> _Quoted passage_:
◇ ◇ ◇ ◇ ◇

- Presented by: Oz Clarke James May
- Country of origin: United Kingdom
- Original language: English
- No. of series: 2
- No. of episodes: 13

Production
- Producers: Nick Shearman Simon Kerfoot
- Production locations: France, California
- Running time: 30 minutes

Original release
- Network: BBC Two
- Release: 26 November 2006 – 18 December 2007

Related
- Oz and James Drink to Britain Oz and Hugh Drink to Christmas Oz and Hugh Raise the Bar

= Oz and James's Big Wine Adventure =

Oz and James's Big Wine Adventure is a BBC television programme of which two series have been broadcast. It was presented by wine expert Oz Clarke and motoring journalist James May (at the time, a presenter of Top Gear), with Clarke aiming to educate May (a committed bitter drinker) about wine while undertaking a road trip. The first season focused on France and the second on California. The sequel series Oz and James Drink to Britain, broadcast in 2009, made the change to a focus on the variety of beverages available in the United Kingdom.

==Concept==
Although technical at times, the programme was light in tone, and much of its entertainment stems from the dynamic of personality clashes between the wine connoisseur, Clarke, and the more pragmatic May whom Clarke at one point described as "an utter scruff" (this was in contrast to May's position as "the gentleman" of the three presenters on Top Gear).

◇ ◇ ◇ ◇ ◇

> _Data for this exercise_:
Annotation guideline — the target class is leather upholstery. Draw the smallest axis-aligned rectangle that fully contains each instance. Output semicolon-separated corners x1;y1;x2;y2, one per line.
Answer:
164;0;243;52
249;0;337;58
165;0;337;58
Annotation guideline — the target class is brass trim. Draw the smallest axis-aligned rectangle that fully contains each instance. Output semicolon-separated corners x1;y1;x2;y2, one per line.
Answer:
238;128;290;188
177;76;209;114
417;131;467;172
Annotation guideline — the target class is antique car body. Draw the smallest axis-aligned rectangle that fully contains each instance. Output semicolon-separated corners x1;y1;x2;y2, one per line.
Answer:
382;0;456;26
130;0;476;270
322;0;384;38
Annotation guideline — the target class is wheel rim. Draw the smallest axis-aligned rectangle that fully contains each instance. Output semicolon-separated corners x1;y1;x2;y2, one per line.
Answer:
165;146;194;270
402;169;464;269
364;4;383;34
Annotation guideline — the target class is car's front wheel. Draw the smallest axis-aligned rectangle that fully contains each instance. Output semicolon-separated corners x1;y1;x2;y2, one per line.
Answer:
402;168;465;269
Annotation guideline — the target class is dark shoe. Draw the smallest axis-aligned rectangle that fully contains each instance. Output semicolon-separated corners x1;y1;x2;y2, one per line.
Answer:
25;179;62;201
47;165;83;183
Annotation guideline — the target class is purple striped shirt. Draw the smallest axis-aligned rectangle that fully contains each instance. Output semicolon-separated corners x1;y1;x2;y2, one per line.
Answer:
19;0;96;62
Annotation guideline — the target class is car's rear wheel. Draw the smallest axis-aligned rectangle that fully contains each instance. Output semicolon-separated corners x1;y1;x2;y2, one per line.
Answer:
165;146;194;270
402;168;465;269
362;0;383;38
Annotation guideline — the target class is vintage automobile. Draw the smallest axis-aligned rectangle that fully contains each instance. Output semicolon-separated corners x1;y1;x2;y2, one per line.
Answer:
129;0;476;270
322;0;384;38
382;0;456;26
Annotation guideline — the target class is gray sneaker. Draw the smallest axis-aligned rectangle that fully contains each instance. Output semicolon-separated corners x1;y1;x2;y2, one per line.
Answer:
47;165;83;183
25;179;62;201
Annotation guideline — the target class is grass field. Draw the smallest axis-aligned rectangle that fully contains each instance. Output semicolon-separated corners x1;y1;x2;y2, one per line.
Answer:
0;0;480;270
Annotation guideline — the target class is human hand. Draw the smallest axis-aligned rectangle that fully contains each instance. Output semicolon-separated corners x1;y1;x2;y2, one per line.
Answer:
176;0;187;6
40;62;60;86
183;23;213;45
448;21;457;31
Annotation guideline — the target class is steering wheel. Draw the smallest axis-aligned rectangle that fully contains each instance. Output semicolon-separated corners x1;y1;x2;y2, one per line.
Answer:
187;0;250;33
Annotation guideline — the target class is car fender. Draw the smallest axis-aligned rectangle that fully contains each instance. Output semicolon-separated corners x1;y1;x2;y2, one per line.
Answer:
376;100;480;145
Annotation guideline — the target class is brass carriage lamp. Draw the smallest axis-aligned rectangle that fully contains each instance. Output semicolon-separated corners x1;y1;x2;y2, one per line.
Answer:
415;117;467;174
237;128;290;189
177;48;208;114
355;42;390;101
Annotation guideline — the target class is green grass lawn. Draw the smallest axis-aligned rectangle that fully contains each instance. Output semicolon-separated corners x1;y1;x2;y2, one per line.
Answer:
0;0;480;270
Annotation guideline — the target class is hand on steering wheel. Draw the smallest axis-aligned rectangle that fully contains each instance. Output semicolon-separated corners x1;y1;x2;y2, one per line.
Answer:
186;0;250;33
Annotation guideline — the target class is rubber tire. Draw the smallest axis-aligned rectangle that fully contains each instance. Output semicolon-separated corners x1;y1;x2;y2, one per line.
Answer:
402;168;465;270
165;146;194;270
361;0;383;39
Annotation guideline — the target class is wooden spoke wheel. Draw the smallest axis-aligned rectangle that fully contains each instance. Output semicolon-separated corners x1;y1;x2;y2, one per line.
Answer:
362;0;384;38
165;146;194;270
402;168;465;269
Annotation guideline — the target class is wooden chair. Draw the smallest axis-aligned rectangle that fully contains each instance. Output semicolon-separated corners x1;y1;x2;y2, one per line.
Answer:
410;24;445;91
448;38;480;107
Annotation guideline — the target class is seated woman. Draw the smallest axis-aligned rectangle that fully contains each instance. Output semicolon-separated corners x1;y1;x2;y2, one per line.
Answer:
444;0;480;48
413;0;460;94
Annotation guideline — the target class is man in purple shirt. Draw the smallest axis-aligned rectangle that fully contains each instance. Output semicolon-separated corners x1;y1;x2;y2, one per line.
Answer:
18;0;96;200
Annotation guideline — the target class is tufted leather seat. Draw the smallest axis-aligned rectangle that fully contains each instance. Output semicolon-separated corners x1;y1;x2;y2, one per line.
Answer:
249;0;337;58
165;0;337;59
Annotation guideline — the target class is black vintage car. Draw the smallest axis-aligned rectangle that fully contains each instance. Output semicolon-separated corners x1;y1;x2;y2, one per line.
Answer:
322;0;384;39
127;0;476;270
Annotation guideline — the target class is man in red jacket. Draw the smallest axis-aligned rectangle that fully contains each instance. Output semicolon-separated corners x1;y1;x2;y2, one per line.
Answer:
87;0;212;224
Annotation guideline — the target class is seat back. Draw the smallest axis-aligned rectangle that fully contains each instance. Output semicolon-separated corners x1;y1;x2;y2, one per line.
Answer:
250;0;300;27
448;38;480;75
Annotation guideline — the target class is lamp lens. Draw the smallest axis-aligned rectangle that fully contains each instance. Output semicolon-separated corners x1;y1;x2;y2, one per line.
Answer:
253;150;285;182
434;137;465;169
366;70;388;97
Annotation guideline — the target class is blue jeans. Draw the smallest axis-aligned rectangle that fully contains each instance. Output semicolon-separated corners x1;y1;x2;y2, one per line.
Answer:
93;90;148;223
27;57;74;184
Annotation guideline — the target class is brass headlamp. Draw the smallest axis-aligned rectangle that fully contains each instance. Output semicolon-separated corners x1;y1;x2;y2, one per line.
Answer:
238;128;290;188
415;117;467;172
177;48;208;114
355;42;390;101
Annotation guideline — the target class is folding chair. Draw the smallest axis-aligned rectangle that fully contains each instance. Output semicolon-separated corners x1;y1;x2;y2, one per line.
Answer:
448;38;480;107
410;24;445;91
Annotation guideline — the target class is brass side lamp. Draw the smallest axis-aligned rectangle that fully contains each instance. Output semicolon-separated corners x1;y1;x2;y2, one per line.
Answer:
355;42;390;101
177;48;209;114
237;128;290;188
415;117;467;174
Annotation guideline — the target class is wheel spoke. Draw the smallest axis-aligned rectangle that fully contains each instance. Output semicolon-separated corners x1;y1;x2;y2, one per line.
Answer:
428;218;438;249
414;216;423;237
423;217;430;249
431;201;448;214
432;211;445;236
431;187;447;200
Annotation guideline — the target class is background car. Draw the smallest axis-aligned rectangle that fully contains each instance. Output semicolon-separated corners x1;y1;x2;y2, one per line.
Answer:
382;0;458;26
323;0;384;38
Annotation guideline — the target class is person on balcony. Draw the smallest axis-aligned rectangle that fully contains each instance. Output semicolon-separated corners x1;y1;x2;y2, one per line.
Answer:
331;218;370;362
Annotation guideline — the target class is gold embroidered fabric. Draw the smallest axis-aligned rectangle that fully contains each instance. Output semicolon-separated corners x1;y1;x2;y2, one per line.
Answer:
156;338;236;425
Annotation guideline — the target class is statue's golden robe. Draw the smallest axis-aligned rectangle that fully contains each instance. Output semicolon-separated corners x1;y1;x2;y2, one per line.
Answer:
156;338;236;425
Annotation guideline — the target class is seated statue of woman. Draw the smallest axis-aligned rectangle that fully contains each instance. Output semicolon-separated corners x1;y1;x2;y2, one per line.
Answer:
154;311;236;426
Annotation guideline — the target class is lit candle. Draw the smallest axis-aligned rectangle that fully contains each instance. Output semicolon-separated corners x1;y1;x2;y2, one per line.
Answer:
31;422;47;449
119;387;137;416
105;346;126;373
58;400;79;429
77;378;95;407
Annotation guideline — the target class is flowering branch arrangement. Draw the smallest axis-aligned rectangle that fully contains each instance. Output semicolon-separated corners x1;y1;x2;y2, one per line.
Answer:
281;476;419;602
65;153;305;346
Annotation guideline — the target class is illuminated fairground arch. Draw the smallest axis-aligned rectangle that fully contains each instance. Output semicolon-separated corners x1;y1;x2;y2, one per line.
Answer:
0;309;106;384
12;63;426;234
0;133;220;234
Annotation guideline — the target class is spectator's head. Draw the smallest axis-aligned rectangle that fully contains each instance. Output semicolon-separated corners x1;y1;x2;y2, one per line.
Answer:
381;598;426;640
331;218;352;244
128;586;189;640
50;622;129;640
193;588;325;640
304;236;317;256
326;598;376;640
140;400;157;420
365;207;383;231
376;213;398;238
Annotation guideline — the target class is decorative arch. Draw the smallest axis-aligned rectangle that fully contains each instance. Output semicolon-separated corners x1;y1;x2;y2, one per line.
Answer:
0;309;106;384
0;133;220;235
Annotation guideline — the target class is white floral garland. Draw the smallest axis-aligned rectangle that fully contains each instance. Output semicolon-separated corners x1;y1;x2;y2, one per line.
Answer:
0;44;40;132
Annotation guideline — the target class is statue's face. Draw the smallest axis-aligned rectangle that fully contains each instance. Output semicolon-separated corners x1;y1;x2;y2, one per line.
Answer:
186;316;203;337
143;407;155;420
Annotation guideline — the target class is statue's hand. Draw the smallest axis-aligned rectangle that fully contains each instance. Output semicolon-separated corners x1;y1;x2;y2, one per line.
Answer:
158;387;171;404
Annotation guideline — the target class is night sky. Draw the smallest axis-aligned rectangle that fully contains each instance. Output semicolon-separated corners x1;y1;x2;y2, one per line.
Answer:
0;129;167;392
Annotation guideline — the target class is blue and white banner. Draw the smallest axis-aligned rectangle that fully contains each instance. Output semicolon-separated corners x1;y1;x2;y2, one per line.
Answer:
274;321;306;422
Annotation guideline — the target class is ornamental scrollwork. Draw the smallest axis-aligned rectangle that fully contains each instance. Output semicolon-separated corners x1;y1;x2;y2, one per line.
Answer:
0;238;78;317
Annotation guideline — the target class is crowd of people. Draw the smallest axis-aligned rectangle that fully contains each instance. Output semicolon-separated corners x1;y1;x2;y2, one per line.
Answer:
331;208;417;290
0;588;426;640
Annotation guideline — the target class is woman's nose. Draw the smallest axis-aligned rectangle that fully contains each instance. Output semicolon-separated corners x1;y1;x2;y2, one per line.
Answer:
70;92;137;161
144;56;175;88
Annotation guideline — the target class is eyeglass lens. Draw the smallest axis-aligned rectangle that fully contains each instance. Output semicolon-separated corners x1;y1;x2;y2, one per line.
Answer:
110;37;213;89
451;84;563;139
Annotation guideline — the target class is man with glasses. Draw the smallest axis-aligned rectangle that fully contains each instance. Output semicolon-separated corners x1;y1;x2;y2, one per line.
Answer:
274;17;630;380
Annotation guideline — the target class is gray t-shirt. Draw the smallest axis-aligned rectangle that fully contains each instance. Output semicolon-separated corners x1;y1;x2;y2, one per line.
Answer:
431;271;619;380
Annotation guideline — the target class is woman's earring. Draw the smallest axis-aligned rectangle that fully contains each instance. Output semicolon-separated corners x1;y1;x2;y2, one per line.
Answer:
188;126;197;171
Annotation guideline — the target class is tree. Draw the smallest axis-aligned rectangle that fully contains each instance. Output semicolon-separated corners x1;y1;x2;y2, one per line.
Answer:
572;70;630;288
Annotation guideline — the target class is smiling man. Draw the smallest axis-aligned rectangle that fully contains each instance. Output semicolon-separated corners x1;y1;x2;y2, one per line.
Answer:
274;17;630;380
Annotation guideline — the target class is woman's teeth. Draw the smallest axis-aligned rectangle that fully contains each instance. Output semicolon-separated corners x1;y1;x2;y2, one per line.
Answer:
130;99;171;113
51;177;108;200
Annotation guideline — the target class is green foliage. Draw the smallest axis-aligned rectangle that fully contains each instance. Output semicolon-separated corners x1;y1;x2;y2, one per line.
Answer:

◇ ◇ ◇ ◇ ◇

> _Objectives_:
A - Answer these questions about the page on Oz and James's Big Wine Adventure:
(i) Which network aired the programme?
(ii) What is the running time given for the programme?
(iii) What phrase did Clarke at one point use to describe May?
B - Please write out the entries again, from the first line up to and including the line with "165;0;337;58". Swap "leather upholstery" for "vinyl upholstery" and leave everything else unchanged.

> _Exercise solutions_:
A -
(i) BBC Two
(ii) 30 minutes
(iii) "an utter scruff"

B -
Annotation guideline — the target class is vinyl upholstery. Draw the smallest axis-aligned rectangle that fully contains each instance. Output semicolon-separated corners x1;y1;x2;y2, one per line.
Answer:
164;0;243;52
249;0;337;58
165;0;337;58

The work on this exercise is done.